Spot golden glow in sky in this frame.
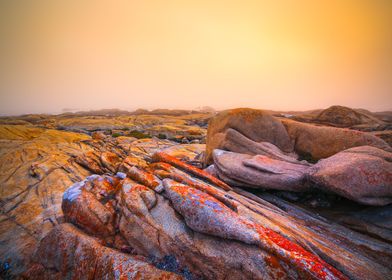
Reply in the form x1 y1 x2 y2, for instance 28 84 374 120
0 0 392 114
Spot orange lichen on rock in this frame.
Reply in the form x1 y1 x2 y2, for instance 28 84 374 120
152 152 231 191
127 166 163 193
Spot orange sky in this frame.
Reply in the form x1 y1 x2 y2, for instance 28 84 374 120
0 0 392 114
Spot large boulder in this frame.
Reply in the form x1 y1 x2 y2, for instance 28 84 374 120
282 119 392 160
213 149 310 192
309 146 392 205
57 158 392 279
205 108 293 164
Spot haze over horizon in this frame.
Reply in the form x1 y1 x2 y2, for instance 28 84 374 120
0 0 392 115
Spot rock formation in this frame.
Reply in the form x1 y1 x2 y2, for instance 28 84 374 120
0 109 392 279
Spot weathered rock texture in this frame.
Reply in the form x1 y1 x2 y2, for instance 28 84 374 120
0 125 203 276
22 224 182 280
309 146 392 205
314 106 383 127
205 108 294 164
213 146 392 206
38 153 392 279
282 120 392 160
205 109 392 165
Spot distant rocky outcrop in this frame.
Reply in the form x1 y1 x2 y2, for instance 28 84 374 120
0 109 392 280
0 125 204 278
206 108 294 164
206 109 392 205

...

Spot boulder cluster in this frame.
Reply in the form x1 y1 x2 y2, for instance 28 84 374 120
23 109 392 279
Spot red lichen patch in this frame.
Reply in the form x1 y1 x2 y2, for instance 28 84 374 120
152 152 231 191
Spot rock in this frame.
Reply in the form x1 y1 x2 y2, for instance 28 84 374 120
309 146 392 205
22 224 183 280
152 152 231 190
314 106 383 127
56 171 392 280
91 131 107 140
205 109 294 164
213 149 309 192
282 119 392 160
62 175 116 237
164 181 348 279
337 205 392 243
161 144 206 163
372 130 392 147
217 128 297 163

_Prompt_
Copy out the records above, from the line containing "Spot distant rocky outcrop in this frame." through the line containing "206 109 392 205", reproducing each line without alteration.

_The solution_
Spot distant rocky outcrop in this frame.
Reply in the form x1 y1 x2 y2, for instance 28 84 374 120
0 109 392 280
0 125 204 278
206 108 294 164
206 109 392 205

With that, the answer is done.